Our Fight Through a Difficult Year: An Update on Kai
Somehow, it has been almost a year since I updated this blog. I have kept my commitment to regularly updating on Instagram, but I understand not everyone follows along there. Last year was a DOOZIE, and this year, well, it hasn’t been easy, but we have been steadily healing from a really tough 2024.
It still feels like we are playing whack-a-mole with tumors as they pop up. Last year, we fought off four new tumors, mostly with radiation. The chemo we were administering seemed to keep things somewhat under control—preventing the fast-growing tumors that ATRT is known for—but we were still seeing spots pop up and threaten to make things even worse. Once they get going, they start to multiply quickly if left alone.

··········

Echo exactly the part of the update on Kai that opens with the words containing "It still feels" and closes with "if left alone.".

Given information
··········

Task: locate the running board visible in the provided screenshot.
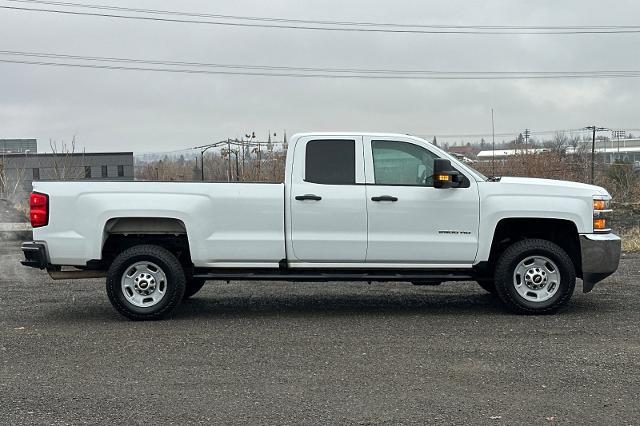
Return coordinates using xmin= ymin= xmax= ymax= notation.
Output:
xmin=193 ymin=270 xmax=474 ymax=282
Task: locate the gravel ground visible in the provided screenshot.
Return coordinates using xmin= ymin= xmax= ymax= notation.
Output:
xmin=0 ymin=242 xmax=640 ymax=425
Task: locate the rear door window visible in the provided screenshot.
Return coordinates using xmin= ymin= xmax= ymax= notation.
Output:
xmin=304 ymin=139 xmax=356 ymax=185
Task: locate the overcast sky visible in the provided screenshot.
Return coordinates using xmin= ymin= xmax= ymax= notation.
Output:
xmin=0 ymin=0 xmax=640 ymax=152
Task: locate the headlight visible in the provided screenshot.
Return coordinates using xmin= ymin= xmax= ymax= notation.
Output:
xmin=593 ymin=195 xmax=612 ymax=232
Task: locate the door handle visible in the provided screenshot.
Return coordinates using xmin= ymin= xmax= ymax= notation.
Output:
xmin=371 ymin=195 xmax=398 ymax=201
xmin=296 ymin=194 xmax=322 ymax=201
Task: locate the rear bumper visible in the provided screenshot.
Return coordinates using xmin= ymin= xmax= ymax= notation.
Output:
xmin=20 ymin=241 xmax=49 ymax=269
xmin=580 ymin=234 xmax=621 ymax=293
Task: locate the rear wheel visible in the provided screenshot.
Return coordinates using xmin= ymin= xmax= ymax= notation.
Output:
xmin=182 ymin=278 xmax=206 ymax=299
xmin=495 ymin=239 xmax=576 ymax=314
xmin=107 ymin=245 xmax=185 ymax=320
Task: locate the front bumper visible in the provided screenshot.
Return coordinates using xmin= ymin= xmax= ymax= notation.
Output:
xmin=580 ymin=234 xmax=622 ymax=293
xmin=20 ymin=241 xmax=49 ymax=269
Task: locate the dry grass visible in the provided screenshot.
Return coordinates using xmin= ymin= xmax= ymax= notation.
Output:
xmin=620 ymin=226 xmax=640 ymax=252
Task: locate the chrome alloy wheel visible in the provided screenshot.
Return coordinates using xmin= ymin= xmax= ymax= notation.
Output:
xmin=121 ymin=262 xmax=167 ymax=308
xmin=513 ymin=256 xmax=560 ymax=302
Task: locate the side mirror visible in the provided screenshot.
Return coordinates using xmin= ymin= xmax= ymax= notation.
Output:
xmin=433 ymin=158 xmax=460 ymax=188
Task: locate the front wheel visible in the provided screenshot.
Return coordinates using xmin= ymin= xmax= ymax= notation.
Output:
xmin=494 ymin=239 xmax=576 ymax=314
xmin=107 ymin=245 xmax=185 ymax=320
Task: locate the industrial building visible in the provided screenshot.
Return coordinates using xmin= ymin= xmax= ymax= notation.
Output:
xmin=0 ymin=139 xmax=134 ymax=199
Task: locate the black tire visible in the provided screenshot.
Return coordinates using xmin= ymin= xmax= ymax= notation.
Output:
xmin=494 ymin=239 xmax=576 ymax=314
xmin=182 ymin=278 xmax=206 ymax=300
xmin=107 ymin=245 xmax=186 ymax=321
xmin=476 ymin=280 xmax=496 ymax=294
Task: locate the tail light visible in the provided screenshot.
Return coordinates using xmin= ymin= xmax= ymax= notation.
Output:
xmin=29 ymin=192 xmax=49 ymax=228
xmin=593 ymin=196 xmax=611 ymax=232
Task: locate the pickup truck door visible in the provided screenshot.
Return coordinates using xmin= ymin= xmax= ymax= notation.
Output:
xmin=288 ymin=136 xmax=367 ymax=263
xmin=364 ymin=137 xmax=479 ymax=267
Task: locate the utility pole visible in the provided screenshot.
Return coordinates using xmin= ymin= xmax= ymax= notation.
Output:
xmin=585 ymin=126 xmax=609 ymax=185
xmin=193 ymin=140 xmax=228 ymax=182
xmin=491 ymin=108 xmax=496 ymax=177
xmin=227 ymin=138 xmax=233 ymax=182
xmin=524 ymin=129 xmax=531 ymax=154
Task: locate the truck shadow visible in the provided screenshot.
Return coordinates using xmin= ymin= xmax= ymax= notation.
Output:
xmin=173 ymin=293 xmax=505 ymax=318
xmin=36 ymin=289 xmax=619 ymax=322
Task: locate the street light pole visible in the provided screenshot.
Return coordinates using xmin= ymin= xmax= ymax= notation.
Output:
xmin=585 ymin=126 xmax=609 ymax=185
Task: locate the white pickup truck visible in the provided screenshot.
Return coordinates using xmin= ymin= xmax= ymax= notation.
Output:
xmin=22 ymin=133 xmax=620 ymax=320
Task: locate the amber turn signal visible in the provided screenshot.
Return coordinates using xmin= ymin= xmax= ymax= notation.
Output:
xmin=593 ymin=219 xmax=607 ymax=231
xmin=593 ymin=200 xmax=607 ymax=210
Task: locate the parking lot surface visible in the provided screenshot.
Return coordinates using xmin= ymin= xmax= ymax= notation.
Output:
xmin=0 ymin=241 xmax=640 ymax=424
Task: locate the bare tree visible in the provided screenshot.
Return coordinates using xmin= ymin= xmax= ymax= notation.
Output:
xmin=546 ymin=132 xmax=570 ymax=155
xmin=49 ymin=136 xmax=84 ymax=180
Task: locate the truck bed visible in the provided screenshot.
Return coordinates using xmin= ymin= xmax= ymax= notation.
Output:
xmin=33 ymin=181 xmax=285 ymax=267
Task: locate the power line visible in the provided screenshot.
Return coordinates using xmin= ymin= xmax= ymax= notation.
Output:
xmin=0 ymin=50 xmax=640 ymax=77
xmin=0 ymin=0 xmax=640 ymax=35
xmin=0 ymin=54 xmax=640 ymax=80
xmin=6 ymin=0 xmax=640 ymax=30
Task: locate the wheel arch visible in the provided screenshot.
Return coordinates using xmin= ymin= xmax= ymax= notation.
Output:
xmin=101 ymin=216 xmax=192 ymax=267
xmin=488 ymin=217 xmax=582 ymax=278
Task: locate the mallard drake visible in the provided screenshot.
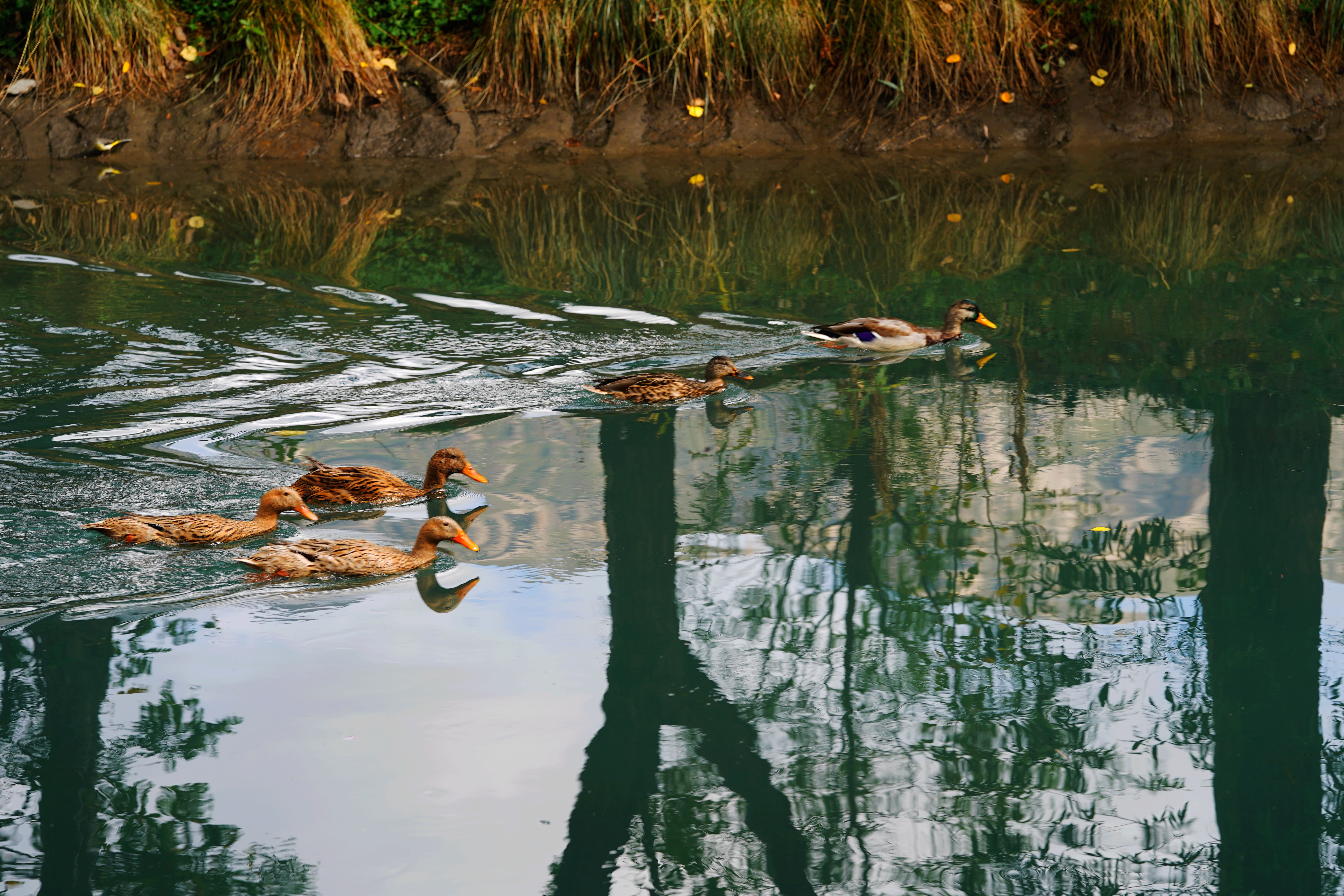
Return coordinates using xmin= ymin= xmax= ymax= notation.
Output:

··········

Result of the exercise
It still feels like we are playing whack-a-mole with tumors as they pop up. Last year, we fought off four new tumors, mostly with radiation. The chemo we were administering seemed to keep things somewhat under control—preventing the fast-growing tumors that ATRT is known for—but we were still seeing spots pop up and threaten to make things even worse. Once they get going, they start to multiply quickly if left alone.